[Natural-language object grounding data]
<<<<

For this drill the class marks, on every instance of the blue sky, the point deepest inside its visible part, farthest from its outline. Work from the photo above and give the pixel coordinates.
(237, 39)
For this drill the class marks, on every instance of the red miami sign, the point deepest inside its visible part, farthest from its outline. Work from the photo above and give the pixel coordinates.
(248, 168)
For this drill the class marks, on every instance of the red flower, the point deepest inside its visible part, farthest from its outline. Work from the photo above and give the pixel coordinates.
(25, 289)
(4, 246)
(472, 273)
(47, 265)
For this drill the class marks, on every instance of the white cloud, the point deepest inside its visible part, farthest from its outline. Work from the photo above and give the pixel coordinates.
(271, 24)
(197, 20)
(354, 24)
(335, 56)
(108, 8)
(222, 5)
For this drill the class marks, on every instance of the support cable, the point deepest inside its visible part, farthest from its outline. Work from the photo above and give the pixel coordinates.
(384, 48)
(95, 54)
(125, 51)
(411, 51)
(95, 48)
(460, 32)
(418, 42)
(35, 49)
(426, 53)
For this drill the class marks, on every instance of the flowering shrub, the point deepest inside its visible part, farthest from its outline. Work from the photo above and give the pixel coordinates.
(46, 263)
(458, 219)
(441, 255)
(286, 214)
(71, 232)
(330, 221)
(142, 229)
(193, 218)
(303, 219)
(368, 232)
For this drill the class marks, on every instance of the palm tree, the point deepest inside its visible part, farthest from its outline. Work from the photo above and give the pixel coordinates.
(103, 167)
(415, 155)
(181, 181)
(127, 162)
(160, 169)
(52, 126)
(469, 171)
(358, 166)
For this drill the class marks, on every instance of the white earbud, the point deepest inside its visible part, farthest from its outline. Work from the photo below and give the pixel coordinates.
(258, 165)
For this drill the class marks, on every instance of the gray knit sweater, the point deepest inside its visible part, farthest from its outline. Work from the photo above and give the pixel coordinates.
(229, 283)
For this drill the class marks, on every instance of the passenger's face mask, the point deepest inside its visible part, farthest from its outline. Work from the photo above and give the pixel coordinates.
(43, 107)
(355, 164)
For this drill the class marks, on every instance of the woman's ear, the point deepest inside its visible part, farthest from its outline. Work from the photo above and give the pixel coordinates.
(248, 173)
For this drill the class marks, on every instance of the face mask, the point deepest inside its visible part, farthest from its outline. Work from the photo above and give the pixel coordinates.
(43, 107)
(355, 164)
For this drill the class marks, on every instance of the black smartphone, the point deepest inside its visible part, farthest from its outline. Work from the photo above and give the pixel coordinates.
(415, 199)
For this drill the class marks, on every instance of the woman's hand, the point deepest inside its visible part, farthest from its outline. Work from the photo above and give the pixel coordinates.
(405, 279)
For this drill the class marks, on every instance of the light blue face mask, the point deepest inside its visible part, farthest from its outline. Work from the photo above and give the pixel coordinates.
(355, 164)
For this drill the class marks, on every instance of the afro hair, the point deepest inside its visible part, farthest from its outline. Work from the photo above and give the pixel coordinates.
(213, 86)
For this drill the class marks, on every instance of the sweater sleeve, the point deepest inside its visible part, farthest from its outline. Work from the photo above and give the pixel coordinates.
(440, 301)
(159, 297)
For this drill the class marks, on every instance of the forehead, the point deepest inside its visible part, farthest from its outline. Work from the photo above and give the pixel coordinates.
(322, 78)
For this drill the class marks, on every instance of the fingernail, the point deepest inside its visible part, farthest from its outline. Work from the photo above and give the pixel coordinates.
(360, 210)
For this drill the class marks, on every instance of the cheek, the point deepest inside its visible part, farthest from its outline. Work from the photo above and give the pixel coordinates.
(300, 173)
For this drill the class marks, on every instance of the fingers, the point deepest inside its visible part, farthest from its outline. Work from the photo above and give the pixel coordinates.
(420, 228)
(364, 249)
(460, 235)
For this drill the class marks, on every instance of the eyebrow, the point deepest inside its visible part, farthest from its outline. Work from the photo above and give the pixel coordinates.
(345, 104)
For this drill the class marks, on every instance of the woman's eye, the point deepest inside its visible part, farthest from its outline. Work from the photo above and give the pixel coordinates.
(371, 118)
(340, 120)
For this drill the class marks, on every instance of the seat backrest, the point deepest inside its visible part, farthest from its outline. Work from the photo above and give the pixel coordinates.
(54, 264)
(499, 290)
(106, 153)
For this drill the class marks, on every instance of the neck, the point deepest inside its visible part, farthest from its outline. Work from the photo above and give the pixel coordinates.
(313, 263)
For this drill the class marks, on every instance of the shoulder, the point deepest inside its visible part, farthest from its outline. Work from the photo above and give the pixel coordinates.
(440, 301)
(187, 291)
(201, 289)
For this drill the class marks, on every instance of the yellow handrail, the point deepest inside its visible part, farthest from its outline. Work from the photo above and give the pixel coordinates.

>>>>

● **What is needed**: Retype all the data. Nothing may be left out or altered.

● **Result of this task**:
For this drill the class marks, on every instance of the blue sky, the point deepest inside its visible part, farthest from its outline. Work from the photo above and give the pixel coordinates.
(237, 39)
For this drill the class marks, on every instance of the red miami sign, the point deepest inside its visible part, farthest from its outline. Work from the photo above and give the pixel coordinates.
(248, 168)
For this drill the class marks, on every instance of the red flower, the point deepest inside its visible part, farthest from its outline. Work from the photo above and give the pixel coordinates.
(25, 289)
(4, 246)
(472, 273)
(47, 265)
For this drill the class marks, on every instance of the white cloud, the point deepest inside its visible part, farthest from its outline. Work from the photo above and give the pixel coordinates.
(271, 24)
(197, 20)
(354, 24)
(335, 56)
(108, 8)
(222, 5)
For this drill the class marks, on every instance of the support cable, the point deepest inside its visible part, farthest from its outline. Work from the photo above and give the pixel coordinates.
(384, 48)
(95, 54)
(125, 51)
(411, 51)
(95, 48)
(460, 32)
(418, 42)
(35, 49)
(426, 53)
For this drill the class marks, on every instance of the flowering shrub, the point deepest inside its visible part, farthest from its outline. Work from the photo above and give the pixel coordinates.
(46, 263)
(458, 219)
(441, 255)
(286, 214)
(71, 232)
(330, 221)
(142, 229)
(193, 218)
(303, 219)
(368, 232)
For this drill the class marks, on every instance of the palm tree, the point deepest inside its visible part, farthest from its outline. Work from the photo above and give the pixel coordinates.
(103, 167)
(415, 155)
(181, 181)
(127, 162)
(160, 169)
(52, 126)
(469, 171)
(358, 166)
For this drill the class marks, on every instance of the white earbud, the point deepest inside its visible part, farthest from its outline. Work from the photo below and give the pixel coordinates.
(258, 165)
For this drill the class marks, on every instance of the gray knit sweater, the point deepest inside its visible part, farthest from its outline. Work from the photo above and give the pixel coordinates.
(229, 283)
For this drill the class marks, on every instance of the passenger's face mask, the point deepest inside its visible part, farthest from its outline. Work from the photo above and give the pixel coordinates.
(43, 107)
(355, 164)
For this drill the class marks, on every instance of the woman's ear, the point deepest inside its visible part, farthest from its outline. Work from the photo above and give the pixel coordinates.
(248, 173)
For this drill the class marks, on every instance of the face mask, the point deepest inside its visible part, farthest from its outline. Work from the photo above and give the pixel coordinates.
(43, 107)
(355, 164)
For this drill the class marks, on every instance of the black smartphone, the point deepest inside its visible part, farthest from its outline. Work from the photo above and give the pixel coordinates.
(415, 199)
For this drill the class marks, on every instance of the woman's hand, the point deepest inside its visible part, farthest from its outline. Work from the photo above and give the pixel coordinates.
(405, 279)
For this drill the class marks, on every instance of the light blue face mask, the point deepest inside its visible part, farthest from its outline. Work from the photo above and give the pixel coordinates.
(355, 164)
For this drill the class marks, on every instance of the afro hair, the point deepest inside its visible part, farthest from its outline. Work from the photo above and give the pixel coordinates.
(213, 86)
For this drill the class marks, on every instance of the sweater sleeve, the point deepest inside its visible part, farthest from its outline. Work from the photo above and give the pixel coordinates.
(440, 301)
(159, 297)
For this drill the class marks, on every instance of the forehead, the point deepest inside its visible part, farthest from its outline. Work from the photo above and give the pixel coordinates.
(322, 78)
For this drill the class marks, on every instance of the fingernail, the point deepest inside its visible part, farthest from its outline. Work from the photo above and give the pixel coordinates.
(360, 210)
For this drill the class marks, on every instance of the cheek, the point deepest inside its visible part, farthest from its outline. Work from the photo above and give the pixel coordinates.
(300, 173)
For this drill the class marks, on every instance of the fingers, the point deepest inside its visible part, farthest from its outline. Work from the photo above and give the pixel coordinates.
(420, 228)
(364, 249)
(460, 235)
For this drill the class marks, on every instance of the eyebrow, the point deepest inside its visible part, farthest from its outline. Work from the photo above and give the pixel coordinates.
(345, 104)
For this drill the class marks, on every instance of the woman's eye, the point deepest inside its visible part, farthest from its outline. Work from the photo above and give the pixel coordinates.
(371, 118)
(340, 120)
For this drill the class marks, on every instance of the seat backrest, the point deepest inside its visible part, farthest from its outline. Work from the photo above and give the pixel coordinates.
(54, 264)
(499, 290)
(106, 153)
For this drill the class marks, on every instance of the neck, the point deepest inside its visible part, farthest from its outline. Work from the photo above and give the pixel coordinates.
(313, 263)
For this drill the class marks, on every instance of the shoulder, the point deepest inside its visible part, farthest from its outline. Work from the photo above and give the pixel coordinates.
(440, 301)
(187, 291)
(201, 289)
For this drill the class marks, on every instance of the yellow handrail, the point deepest inside its visible part, farthest from its outline. Work from the photo above and give the pixel coordinates.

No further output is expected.